**Set exercise:**
Omit all images. Write out the rest of the material exactly.
#####
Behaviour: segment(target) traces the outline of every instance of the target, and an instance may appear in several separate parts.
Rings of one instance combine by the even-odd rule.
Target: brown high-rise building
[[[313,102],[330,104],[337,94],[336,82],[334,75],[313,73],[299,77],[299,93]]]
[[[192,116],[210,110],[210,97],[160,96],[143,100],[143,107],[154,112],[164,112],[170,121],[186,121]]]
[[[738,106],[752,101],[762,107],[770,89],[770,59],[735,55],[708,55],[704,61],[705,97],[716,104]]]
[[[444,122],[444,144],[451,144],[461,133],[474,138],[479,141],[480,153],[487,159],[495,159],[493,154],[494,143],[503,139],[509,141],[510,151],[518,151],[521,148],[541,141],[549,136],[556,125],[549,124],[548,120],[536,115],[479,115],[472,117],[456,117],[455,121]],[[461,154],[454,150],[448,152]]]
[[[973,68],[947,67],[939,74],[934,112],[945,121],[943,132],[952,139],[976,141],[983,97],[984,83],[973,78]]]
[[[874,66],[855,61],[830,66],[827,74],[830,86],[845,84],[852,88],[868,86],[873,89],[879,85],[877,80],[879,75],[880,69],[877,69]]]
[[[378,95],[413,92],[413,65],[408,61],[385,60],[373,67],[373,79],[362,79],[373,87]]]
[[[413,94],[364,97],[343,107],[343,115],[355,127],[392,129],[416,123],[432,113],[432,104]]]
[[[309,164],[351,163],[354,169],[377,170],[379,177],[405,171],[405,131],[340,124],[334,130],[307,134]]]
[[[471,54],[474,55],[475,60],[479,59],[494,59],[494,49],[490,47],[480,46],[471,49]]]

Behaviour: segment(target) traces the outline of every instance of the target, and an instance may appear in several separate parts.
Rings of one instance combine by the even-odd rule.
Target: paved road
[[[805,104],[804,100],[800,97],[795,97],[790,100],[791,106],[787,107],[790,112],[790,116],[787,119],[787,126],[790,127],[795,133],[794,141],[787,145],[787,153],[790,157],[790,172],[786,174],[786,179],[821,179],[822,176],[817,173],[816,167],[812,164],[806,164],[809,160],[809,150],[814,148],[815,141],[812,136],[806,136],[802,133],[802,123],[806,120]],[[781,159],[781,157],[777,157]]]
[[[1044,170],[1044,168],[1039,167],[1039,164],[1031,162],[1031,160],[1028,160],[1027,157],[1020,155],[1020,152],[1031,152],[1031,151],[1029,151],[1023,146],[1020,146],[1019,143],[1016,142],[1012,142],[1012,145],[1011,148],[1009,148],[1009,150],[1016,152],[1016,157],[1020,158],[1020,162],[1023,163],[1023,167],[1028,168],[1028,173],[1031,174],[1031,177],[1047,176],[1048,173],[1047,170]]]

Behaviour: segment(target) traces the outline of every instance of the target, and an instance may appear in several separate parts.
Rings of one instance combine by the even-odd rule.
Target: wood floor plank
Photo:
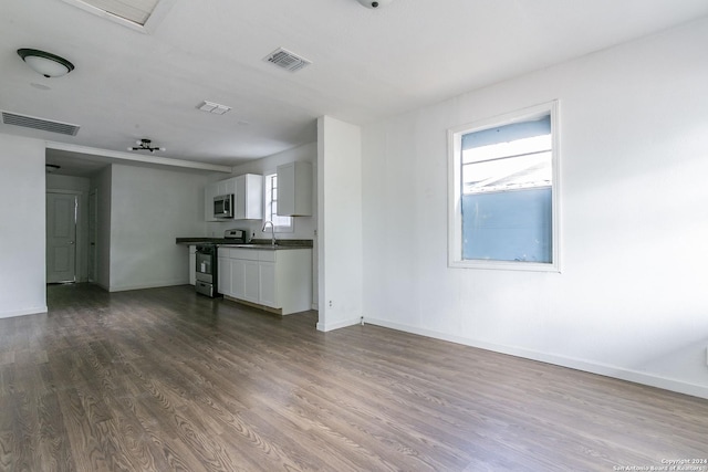
[[[611,471],[708,458],[708,401],[190,286],[0,319],[4,471]],[[708,466],[705,468],[708,471]]]

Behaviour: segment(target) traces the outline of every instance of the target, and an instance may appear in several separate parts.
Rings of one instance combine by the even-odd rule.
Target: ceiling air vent
[[[299,55],[282,48],[279,48],[275,51],[271,52],[269,55],[263,57],[263,61],[270,62],[271,64],[274,64],[290,72],[300,71],[305,65],[312,64],[312,62],[308,61],[306,59],[300,57]]]
[[[60,135],[76,136],[79,125],[69,123],[50,122],[34,116],[18,115],[17,113],[2,112],[2,123],[6,125],[22,126],[23,128],[40,129],[42,132],[59,133]]]

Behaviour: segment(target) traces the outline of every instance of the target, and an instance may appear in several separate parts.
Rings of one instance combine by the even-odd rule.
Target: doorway
[[[77,193],[46,192],[46,283],[76,282]]]
[[[88,282],[98,277],[98,189],[88,193]]]

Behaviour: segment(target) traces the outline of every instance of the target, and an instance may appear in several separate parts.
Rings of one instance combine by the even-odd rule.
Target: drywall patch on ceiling
[[[2,123],[6,125],[21,126],[23,128],[39,129],[42,132],[59,133],[60,135],[76,136],[79,125],[70,123],[52,122],[35,116],[19,115],[2,111]]]
[[[149,33],[176,0],[63,0],[101,18]]]

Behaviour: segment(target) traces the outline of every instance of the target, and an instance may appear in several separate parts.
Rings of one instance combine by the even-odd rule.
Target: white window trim
[[[560,120],[559,101],[512,112],[501,116],[482,119],[467,125],[448,129],[448,266],[456,269],[487,269],[509,271],[561,272],[561,162],[560,162]],[[461,206],[461,137],[468,133],[488,129],[494,126],[525,122],[535,117],[551,114],[551,130],[553,139],[552,166],[553,191],[551,196],[552,221],[552,262],[519,262],[519,261],[483,261],[462,259],[462,206]]]
[[[269,198],[270,196],[268,195],[268,189],[269,189],[269,177],[277,175],[278,172],[275,170],[270,170],[268,172],[263,172],[263,224],[266,224],[266,221],[270,221],[269,220],[269,214],[266,214],[267,209],[270,207],[269,204]],[[292,233],[295,232],[295,219],[293,217],[281,217],[281,218],[289,218],[290,219],[290,225],[282,225],[282,224],[273,224],[273,231],[277,233]],[[262,225],[261,225],[262,228]],[[261,231],[263,234],[268,234],[270,232],[270,228],[267,228],[266,231]]]

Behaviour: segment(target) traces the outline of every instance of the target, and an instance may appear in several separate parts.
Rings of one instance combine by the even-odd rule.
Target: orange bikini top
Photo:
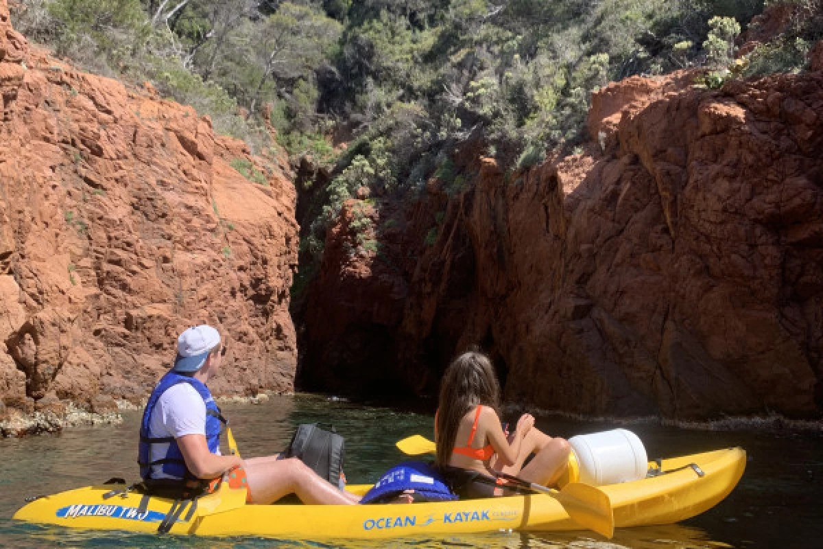
[[[459,454],[462,456],[479,459],[480,461],[488,461],[491,456],[495,455],[495,449],[491,444],[487,444],[482,448],[472,448],[472,442],[474,441],[474,434],[477,430],[477,421],[480,420],[480,411],[482,405],[477,405],[477,411],[474,413],[474,423],[472,424],[472,432],[468,435],[468,440],[465,446],[455,446],[452,450],[453,454]],[[435,414],[435,425],[437,425],[437,414]]]

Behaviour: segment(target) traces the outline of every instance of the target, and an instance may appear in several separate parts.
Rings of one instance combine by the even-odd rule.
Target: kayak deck
[[[700,477],[688,467],[692,463],[699,466],[704,476]],[[732,448],[662,462],[663,471],[682,467],[686,468],[658,477],[599,486],[611,500],[615,526],[672,523],[710,509],[737,484],[746,467],[746,452]],[[14,519],[71,528],[156,532],[171,500],[148,498],[143,511],[140,494],[104,499],[104,494],[116,487],[86,486],[40,498],[17,511]],[[369,487],[353,486],[349,489],[362,494]],[[190,517],[184,513],[171,533],[322,540],[477,533],[500,529],[581,529],[557,500],[545,494],[412,505],[246,505],[229,510],[221,510],[218,494],[198,500],[195,511]]]

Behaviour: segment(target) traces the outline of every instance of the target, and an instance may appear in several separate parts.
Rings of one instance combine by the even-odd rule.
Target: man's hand
[[[184,435],[176,440],[186,468],[198,478],[216,478],[226,471],[243,467],[239,456],[219,456],[209,452],[204,435]]]

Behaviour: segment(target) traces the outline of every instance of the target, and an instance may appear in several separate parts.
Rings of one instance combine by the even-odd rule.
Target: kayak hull
[[[667,524],[717,505],[734,488],[746,467],[740,448],[663,460],[668,471],[655,477],[600,486],[614,509],[615,526]],[[70,528],[156,532],[171,500],[139,494],[104,499],[111,485],[86,486],[37,499],[14,519]],[[350,486],[363,493],[367,486]],[[227,490],[227,487],[226,487]],[[402,536],[479,533],[498,530],[579,530],[556,499],[536,494],[413,505],[240,505],[222,510],[216,495],[200,498],[191,516],[184,513],[170,532],[200,536],[259,536],[295,539],[379,539]]]

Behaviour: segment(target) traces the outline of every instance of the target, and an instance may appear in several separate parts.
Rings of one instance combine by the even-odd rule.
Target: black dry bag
#####
**Exercise answer:**
Behaviour: segment(target) traces the outline of every instance of the target, and an instance may appear in several separate parts.
Rings of one instance combine by the even-odd rule.
Target: brown high-rise building
[[[313,102],[330,104],[337,94],[336,82],[334,75],[313,73],[299,77],[299,93]]]
[[[192,116],[210,110],[210,97],[160,96],[143,100],[143,107],[154,112],[164,112],[170,121],[186,121]]]
[[[738,106],[752,101],[762,107],[770,89],[770,59],[735,55],[708,55],[704,61],[705,97],[716,104]]]
[[[444,122],[444,144],[451,144],[461,133],[474,138],[479,141],[480,153],[487,159],[495,159],[493,154],[494,143],[503,139],[509,141],[510,151],[518,151],[521,148],[541,141],[549,136],[556,125],[549,124],[548,120],[536,115],[479,115],[472,117],[456,117],[455,121]],[[461,154],[454,150],[448,152]]]
[[[973,68],[947,67],[939,74],[934,112],[945,121],[943,132],[952,139],[976,141],[983,97],[984,83],[973,78]]]
[[[874,66],[855,61],[830,66],[827,74],[830,86],[845,84],[852,88],[868,86],[873,89],[879,85],[877,80],[879,75],[880,69],[877,69]]]
[[[378,95],[413,92],[413,65],[408,61],[385,60],[373,67],[373,79],[362,79],[373,87]]]
[[[413,94],[364,97],[343,107],[343,115],[355,127],[392,129],[416,123],[432,113],[432,104]]]
[[[309,164],[351,163],[354,169],[377,170],[379,177],[405,171],[405,131],[340,124],[334,130],[307,134]]]
[[[471,54],[474,55],[475,60],[479,59],[494,59],[494,49],[490,47],[480,46],[471,49]]]

Behaviour: segment(target) traces the outline of every instance of the target, and an instance may appear in several separate parts.
Rings of one instance combine by the even-odd rule.
Target: paved road
[[[805,104],[804,100],[800,97],[795,97],[790,100],[791,106],[787,107],[790,112],[790,116],[787,119],[787,126],[790,127],[795,133],[794,141],[787,145],[787,153],[790,157],[790,172],[786,174],[786,179],[821,179],[822,176],[817,173],[816,167],[812,164],[806,164],[809,160],[809,150],[814,148],[815,141],[812,136],[806,136],[802,133],[802,123],[806,120]],[[781,159],[781,157],[777,157]]]
[[[1044,170],[1044,168],[1039,167],[1039,164],[1031,162],[1031,160],[1028,160],[1027,157],[1020,155],[1020,152],[1031,152],[1031,151],[1029,151],[1023,146],[1020,146],[1019,143],[1016,142],[1012,142],[1012,145],[1011,148],[1009,148],[1009,150],[1016,152],[1016,157],[1020,158],[1020,162],[1023,163],[1023,167],[1028,168],[1028,173],[1031,174],[1031,177],[1047,176],[1048,173],[1047,170]]]

Behaviour: segment(target) traces the outline of every instance of the target, and an instance may appear in several separate parts.
Rings of one instance combine by the even-odd rule.
Target: wood floor plank
Photo:
[[[611,471],[708,458],[708,401],[190,286],[0,319],[4,471]],[[708,466],[705,468],[708,471]]]

Behaviour: segment(target) traces the outline of every instance of the target, and an instance may appear in several separate parts.
Rings of one instance combine by the even-odd rule.
Target: ceiling air vent
[[[299,55],[282,48],[279,48],[275,51],[271,52],[269,55],[263,57],[263,61],[270,62],[271,64],[274,64],[290,72],[300,71],[305,65],[312,64],[312,62],[308,61],[306,59],[300,57]]]
[[[60,135],[76,136],[79,125],[69,123],[50,122],[34,116],[18,115],[17,113],[2,112],[2,123],[6,125],[22,126],[23,128],[40,129],[42,132],[59,133]]]

Behaviour: segment(target) traces the outline of every instance of the target, and an instance may appear in several separate parts.
Rings of one instance combine by the even-odd rule.
Target: doorway
[[[77,193],[46,192],[46,283],[76,282]]]
[[[88,282],[98,277],[98,189],[88,193]]]

Behaviour: segment(target) traces the outline of every instance of the target, and an instance may appear in several separate parts.
Rings of one instance combine by the even-odd rule.
Target: drywall patch on ceiling
[[[2,123],[6,125],[21,126],[23,128],[39,129],[42,132],[59,133],[60,135],[76,136],[79,125],[70,123],[52,122],[35,116],[19,115],[2,111]]]
[[[149,33],[176,0],[63,0],[101,18]]]

Behaviour: segment(target) traces the outline of every instance of the target, and an instance may appear in several separate parts.
Rings of one instance combine by the even-odd rule.
Target: white window trim
[[[560,120],[559,101],[512,112],[501,116],[482,119],[467,125],[448,129],[448,266],[456,269],[487,269],[509,271],[561,272],[561,162],[560,162]],[[461,206],[461,137],[468,133],[488,129],[494,126],[525,122],[535,117],[551,114],[551,130],[553,139],[552,166],[553,191],[551,196],[552,221],[552,262],[519,262],[519,261],[483,261],[462,259],[462,206]]]
[[[269,198],[270,196],[268,195],[268,189],[269,189],[269,177],[277,175],[278,172],[275,170],[270,170],[268,172],[263,172],[263,224],[266,224],[266,221],[270,221],[269,220],[269,214],[266,214],[267,209],[270,207],[269,204]],[[292,233],[295,232],[295,219],[293,217],[281,217],[281,218],[289,218],[290,219],[290,225],[282,225],[282,224],[273,224],[273,231],[277,233]],[[262,225],[261,225],[262,228]],[[261,231],[263,234],[268,234],[270,232],[270,228],[267,228],[266,231]]]

Behaviour: segment(target) traces the outline of every instance of the target, and an instance may appear in several separate parts.
Rings of one instance combine by the even-odd rule.
Target: orange bikini top
Photo:
[[[459,454],[462,456],[479,459],[480,461],[488,461],[491,456],[495,455],[495,449],[491,444],[487,444],[482,448],[472,448],[472,442],[474,441],[474,434],[477,430],[477,421],[480,420],[480,411],[482,405],[477,405],[477,411],[474,413],[474,423],[472,424],[472,432],[468,435],[468,440],[465,446],[455,446],[452,450],[453,454]],[[435,414],[435,425],[437,425],[437,414]]]

Behaviour: segment(target) traces the outline of every instance of the target, and an instance may appear in several separate parts.
Rings of one instance combine by the even-odd rule.
Target: kayak deck
[[[700,477],[688,467],[692,463],[699,466],[704,476]],[[732,448],[662,462],[663,471],[682,467],[686,468],[658,477],[599,486],[611,500],[615,526],[672,523],[710,509],[737,484],[746,467],[746,452]],[[14,519],[71,528],[156,532],[171,500],[148,498],[143,511],[140,494],[104,499],[104,494],[116,487],[86,486],[40,498],[17,511]],[[369,487],[353,486],[349,489],[362,494]],[[190,517],[184,513],[171,533],[322,540],[477,533],[500,529],[581,529],[557,500],[545,494],[412,505],[246,505],[229,510],[221,510],[218,494],[198,500],[195,511]]]

Behaviour: segment(target) traces the outline of every instance of the target, and an instance may appear in several separate parts.
Rings of one instance combine by the even-odd rule.
Target: man's hand
[[[184,435],[176,440],[186,468],[198,478],[216,478],[226,471],[243,467],[239,456],[219,456],[209,452],[204,435]]]

Behaviour: segment(target) traces the outline of every instance of the target, and an instance may appear in several separate parts.
Rings of one instance combine by the even-odd rule.
Target: kayak hull
[[[667,524],[717,505],[734,488],[746,467],[740,448],[663,460],[668,471],[655,477],[600,486],[614,509],[615,526]],[[70,528],[156,532],[171,500],[139,494],[104,499],[111,485],[86,486],[37,499],[14,519]],[[350,486],[363,493],[367,486]],[[227,490],[227,487],[226,487]],[[402,536],[479,533],[498,530],[579,530],[556,499],[536,494],[413,505],[240,505],[222,510],[216,495],[200,498],[191,516],[184,513],[170,532],[200,536],[259,536],[295,539],[379,539]]]

Behaviour: segment(target) traces the outline of every instance of the target, and an instance may appear in several separate parts.
Rings of one instance combine by the even-odd rule.
Target: black dry bag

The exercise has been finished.